* Task to carry out *
Count the lines in the records that contain the word "orange" and reply with the number only.

----- Dataset rows

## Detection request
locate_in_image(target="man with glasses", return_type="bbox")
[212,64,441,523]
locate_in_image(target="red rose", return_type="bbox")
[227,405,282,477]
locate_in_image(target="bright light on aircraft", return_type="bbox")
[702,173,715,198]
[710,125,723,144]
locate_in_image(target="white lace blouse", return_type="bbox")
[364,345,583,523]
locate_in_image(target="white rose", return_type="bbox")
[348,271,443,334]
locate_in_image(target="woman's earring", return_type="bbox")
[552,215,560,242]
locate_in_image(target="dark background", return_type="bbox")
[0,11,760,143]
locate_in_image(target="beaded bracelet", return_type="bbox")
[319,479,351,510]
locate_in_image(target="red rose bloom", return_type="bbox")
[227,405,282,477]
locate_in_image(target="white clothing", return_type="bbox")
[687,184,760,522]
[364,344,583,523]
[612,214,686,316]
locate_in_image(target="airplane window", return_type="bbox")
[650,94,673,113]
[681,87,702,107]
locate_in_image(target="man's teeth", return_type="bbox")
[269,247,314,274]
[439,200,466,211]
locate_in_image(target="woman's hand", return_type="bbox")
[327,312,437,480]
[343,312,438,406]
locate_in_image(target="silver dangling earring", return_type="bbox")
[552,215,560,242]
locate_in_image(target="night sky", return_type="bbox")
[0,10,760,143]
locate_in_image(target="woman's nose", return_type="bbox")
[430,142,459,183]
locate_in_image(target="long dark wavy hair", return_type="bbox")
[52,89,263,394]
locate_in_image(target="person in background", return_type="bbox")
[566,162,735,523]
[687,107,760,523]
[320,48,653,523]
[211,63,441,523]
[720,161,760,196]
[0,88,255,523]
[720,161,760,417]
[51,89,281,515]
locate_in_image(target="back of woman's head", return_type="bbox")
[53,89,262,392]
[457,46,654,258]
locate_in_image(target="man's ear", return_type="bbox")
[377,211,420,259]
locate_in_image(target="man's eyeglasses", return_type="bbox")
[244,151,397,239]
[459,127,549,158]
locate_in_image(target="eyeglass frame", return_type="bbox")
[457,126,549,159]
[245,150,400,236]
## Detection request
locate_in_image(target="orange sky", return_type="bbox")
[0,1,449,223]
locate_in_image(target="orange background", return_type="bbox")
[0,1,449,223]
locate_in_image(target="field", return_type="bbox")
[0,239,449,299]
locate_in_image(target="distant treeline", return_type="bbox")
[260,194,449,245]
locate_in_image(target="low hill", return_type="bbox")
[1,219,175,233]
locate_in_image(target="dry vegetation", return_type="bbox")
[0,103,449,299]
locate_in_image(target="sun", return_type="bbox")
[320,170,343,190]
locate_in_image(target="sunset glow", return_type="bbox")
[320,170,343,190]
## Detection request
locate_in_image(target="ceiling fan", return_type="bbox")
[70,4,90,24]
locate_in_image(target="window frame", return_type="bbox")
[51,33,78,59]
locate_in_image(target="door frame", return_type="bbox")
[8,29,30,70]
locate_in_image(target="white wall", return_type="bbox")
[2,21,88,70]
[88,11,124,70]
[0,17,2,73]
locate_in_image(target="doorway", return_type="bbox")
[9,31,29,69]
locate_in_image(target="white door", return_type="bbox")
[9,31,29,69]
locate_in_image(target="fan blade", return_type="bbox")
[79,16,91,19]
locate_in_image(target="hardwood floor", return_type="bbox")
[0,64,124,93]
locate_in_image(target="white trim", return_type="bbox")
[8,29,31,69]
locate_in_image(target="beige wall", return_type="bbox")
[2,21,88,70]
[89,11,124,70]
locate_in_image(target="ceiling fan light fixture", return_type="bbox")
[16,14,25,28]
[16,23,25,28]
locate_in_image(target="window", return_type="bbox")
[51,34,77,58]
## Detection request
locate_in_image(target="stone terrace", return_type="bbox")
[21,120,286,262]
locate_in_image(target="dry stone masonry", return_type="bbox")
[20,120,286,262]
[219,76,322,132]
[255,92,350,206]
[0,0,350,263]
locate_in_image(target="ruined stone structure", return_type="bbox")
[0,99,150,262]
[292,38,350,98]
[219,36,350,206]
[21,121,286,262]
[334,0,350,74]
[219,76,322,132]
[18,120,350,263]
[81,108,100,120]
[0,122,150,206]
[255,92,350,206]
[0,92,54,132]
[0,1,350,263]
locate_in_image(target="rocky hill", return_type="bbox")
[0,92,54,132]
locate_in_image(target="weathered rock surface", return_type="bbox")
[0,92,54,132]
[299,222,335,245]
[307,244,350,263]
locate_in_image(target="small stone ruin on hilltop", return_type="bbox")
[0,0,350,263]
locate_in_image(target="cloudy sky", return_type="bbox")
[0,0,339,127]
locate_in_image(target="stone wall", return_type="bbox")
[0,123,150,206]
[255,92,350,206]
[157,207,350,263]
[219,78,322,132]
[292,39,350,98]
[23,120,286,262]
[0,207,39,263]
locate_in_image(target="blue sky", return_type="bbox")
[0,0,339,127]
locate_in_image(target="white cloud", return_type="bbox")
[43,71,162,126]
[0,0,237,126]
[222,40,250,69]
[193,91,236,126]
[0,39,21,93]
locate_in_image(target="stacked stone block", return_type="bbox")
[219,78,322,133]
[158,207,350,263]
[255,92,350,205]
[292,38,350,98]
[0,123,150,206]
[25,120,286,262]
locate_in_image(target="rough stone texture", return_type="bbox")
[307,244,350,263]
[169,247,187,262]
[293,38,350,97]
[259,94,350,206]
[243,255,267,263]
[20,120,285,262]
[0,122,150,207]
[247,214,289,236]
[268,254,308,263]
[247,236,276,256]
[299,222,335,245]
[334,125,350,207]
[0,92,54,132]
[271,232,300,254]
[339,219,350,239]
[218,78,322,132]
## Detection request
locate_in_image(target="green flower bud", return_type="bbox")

----------

* Output of the task *
2